● **Excerpted passage**:
··········

Egocentric Code Competition

Discussion in 'Python' started by Aurélien Géron, Jun 30, 2003.

  1. Hi all,

    As a newly converted Python lover, I am impressed at how concise Python code
    actually is. But really... how concise can it GET?

    As an experiment to find out the very limits of Python, I'm generously
    offering a free smiley as well as my utmost and sincere admiration to
    whoever can come up with the shortest python module which can print itself
    (no file reading allowed).

    I tried:
    print "print"
    But found out I got it wrong when it just displayed:
    print

    Duh... (I thought). So I tried:
    print "print \"print\""
    But I was stunned to find that this just printed:
    print "print"

    Hang on, this could last forever, like the "GNU" thingy! I'm sure you can
    do better than that!

··········

● **Dataset excerpt**:
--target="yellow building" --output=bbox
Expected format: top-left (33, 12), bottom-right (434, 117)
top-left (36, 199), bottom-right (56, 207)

··········

● **Directives**:
a. Please retype the part of the forum post that opens with the words containing "Duh... (I thought)." and closes with "better than that!".
b. For each statement, say yes or no to whether the forum post agrees with it, and quote the words from the post that decide it. (i) The prize offered includes a free smiley. (ii) Entries may read from a file. (iii) The poster has used Python for many years.

● **Results in order**:
a.
Duh... (I thought). So I tried:
    print "print \"print\""
    But I was stunned to find that this just printed:
    print "print"

    Hang on, this could last forever, like the "GNU" thingy! I'm sure you can
    do better than that!

b.
(i) Yes: "offering a free smiley as well as my utmost and sincere admiration"
(ii) No: "(no file reading allowed)"
(iii) No: "As a newly converted Python lover"